⟨

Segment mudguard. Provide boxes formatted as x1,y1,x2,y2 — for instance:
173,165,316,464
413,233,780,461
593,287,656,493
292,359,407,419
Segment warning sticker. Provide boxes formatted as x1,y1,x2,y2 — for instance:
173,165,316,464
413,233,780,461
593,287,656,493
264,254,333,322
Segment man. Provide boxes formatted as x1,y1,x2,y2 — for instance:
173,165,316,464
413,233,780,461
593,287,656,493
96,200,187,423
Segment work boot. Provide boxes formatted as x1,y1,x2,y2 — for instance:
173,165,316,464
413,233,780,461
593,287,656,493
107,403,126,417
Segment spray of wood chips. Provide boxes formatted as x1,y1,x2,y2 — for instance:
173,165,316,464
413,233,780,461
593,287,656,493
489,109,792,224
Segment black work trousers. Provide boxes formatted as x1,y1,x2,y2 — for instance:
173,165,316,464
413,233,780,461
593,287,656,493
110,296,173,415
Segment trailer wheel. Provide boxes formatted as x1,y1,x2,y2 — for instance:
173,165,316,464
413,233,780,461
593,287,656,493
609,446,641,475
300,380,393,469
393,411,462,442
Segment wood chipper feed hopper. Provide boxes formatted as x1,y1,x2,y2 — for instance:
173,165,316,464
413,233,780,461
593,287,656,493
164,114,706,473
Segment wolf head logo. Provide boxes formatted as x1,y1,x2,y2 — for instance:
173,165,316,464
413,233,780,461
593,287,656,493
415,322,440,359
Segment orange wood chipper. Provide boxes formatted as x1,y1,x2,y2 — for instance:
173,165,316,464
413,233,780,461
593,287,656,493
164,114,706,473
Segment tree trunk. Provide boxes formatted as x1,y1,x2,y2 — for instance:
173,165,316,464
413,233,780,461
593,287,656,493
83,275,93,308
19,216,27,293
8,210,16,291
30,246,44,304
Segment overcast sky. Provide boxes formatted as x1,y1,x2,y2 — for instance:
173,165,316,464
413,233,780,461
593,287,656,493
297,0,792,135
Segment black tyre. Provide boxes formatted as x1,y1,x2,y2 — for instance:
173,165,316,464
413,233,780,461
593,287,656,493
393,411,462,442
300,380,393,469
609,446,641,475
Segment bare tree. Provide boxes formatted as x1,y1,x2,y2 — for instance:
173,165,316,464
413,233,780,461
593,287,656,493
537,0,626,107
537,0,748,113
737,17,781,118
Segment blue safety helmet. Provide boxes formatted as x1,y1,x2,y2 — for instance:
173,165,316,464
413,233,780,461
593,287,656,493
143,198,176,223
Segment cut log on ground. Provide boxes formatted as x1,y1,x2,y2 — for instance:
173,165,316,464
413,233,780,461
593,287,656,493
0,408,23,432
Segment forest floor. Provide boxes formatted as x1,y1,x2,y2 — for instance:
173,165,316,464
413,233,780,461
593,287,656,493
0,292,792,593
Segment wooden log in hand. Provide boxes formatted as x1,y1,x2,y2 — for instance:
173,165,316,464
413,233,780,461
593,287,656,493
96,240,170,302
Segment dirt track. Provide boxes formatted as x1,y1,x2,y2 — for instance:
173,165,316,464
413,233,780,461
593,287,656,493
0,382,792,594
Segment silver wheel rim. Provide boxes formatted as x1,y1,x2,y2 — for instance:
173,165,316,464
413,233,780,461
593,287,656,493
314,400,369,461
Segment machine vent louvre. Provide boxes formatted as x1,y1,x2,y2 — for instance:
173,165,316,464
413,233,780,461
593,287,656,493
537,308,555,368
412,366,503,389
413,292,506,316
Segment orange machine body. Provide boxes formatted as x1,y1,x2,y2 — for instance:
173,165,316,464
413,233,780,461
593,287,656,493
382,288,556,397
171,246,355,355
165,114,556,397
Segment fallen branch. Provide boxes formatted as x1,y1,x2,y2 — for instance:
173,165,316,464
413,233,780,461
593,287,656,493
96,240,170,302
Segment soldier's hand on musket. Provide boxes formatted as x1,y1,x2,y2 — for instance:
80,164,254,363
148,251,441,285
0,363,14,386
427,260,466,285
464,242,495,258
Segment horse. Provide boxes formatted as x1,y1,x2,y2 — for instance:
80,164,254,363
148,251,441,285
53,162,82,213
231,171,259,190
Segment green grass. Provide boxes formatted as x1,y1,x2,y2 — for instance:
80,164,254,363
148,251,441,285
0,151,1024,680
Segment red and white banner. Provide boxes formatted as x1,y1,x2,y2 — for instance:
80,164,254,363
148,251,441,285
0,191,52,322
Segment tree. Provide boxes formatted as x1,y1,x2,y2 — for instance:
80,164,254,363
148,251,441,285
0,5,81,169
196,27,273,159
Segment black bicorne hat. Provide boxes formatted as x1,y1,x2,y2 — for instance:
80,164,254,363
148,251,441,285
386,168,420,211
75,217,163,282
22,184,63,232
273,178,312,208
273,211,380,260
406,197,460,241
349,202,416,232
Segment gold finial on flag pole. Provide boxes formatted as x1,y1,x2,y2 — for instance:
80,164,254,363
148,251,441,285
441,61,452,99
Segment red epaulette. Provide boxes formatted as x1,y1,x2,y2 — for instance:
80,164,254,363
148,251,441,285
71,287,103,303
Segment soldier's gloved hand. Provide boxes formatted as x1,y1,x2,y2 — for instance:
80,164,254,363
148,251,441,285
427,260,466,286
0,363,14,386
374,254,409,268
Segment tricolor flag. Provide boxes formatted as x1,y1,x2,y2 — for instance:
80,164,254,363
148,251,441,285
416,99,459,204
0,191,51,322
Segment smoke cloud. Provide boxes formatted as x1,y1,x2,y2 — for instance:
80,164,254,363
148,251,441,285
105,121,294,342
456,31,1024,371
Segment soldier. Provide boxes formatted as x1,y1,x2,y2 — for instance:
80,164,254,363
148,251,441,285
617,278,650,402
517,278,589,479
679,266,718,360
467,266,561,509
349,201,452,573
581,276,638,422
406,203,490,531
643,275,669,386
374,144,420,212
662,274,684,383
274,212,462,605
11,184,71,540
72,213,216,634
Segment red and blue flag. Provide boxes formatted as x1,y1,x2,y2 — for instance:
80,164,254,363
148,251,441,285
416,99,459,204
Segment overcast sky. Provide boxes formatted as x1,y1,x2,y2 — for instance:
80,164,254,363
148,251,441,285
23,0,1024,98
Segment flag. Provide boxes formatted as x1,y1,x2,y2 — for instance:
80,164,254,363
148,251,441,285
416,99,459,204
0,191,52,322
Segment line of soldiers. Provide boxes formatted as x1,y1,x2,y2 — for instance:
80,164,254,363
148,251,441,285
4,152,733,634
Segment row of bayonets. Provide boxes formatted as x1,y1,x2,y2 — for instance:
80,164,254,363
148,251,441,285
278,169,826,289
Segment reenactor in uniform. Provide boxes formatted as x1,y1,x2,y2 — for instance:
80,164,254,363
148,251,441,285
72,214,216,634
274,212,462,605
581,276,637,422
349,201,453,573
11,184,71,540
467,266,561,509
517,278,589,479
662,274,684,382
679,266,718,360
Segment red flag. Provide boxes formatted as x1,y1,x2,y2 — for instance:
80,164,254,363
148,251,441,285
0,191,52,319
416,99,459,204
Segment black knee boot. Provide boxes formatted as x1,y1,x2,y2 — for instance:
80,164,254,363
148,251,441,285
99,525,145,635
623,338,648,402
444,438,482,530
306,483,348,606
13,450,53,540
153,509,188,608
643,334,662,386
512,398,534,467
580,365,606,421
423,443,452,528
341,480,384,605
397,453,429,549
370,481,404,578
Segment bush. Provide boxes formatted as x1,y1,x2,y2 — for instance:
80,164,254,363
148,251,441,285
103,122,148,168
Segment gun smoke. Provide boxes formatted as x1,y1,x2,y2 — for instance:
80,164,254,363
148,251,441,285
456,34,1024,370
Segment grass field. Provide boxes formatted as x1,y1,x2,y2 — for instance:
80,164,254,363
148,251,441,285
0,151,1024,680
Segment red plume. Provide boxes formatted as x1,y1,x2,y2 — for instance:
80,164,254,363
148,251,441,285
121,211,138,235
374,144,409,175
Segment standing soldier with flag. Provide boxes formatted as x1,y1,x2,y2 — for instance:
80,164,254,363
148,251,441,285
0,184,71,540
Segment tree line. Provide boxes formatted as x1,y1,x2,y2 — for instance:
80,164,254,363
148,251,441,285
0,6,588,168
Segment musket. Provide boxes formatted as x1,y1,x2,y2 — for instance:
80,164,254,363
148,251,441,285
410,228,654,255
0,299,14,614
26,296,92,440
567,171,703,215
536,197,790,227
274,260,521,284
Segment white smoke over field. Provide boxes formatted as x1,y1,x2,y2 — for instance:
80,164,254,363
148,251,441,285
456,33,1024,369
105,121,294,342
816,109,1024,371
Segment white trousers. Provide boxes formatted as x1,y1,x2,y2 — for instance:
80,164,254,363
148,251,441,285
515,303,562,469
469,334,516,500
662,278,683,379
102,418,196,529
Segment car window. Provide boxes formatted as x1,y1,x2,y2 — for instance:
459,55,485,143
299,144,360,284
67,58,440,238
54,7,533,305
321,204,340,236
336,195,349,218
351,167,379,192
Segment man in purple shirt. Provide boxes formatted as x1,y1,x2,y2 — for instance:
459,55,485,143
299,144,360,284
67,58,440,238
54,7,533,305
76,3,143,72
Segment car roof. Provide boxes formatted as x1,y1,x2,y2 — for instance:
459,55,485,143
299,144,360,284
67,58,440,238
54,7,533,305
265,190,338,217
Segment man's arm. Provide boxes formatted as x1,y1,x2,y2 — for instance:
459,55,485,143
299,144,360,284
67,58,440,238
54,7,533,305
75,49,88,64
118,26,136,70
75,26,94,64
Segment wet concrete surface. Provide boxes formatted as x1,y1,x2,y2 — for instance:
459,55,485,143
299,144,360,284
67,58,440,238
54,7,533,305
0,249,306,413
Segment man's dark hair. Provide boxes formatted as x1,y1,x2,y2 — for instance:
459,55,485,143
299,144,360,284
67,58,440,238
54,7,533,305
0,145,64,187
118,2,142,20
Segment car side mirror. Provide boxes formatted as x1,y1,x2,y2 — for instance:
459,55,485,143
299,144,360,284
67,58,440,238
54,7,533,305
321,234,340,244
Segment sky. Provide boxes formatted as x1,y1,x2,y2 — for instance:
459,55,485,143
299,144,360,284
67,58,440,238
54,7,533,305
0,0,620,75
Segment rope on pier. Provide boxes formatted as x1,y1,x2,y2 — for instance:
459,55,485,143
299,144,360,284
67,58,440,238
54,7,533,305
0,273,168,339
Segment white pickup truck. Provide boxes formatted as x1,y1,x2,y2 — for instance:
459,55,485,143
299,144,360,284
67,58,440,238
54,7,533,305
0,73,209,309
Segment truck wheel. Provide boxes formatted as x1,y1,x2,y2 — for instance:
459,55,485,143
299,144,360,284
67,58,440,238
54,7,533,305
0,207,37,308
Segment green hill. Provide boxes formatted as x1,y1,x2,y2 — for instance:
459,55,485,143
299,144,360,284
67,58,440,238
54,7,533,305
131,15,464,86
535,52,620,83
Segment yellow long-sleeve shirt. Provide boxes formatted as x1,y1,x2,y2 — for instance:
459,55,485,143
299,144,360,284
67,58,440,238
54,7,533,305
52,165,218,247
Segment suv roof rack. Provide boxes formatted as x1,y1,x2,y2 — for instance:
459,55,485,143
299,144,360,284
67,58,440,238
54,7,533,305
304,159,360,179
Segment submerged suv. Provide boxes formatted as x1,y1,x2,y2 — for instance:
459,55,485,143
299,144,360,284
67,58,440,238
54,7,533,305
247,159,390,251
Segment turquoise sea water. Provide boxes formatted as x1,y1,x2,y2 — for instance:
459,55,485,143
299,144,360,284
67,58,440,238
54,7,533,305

⟩

## [WRITTEN TASK]
Print the lines of the listing from the line with "Segment truck wheel." up to and including the line with "0,207,37,308", reproducing them without any change.

## [EXERCISE RESPONSE]
Segment truck wheel. Provide boxes formatted as x1,y1,x2,y2 — for instance:
459,55,485,143
299,144,360,284
67,58,440,238
54,7,533,305
0,207,37,308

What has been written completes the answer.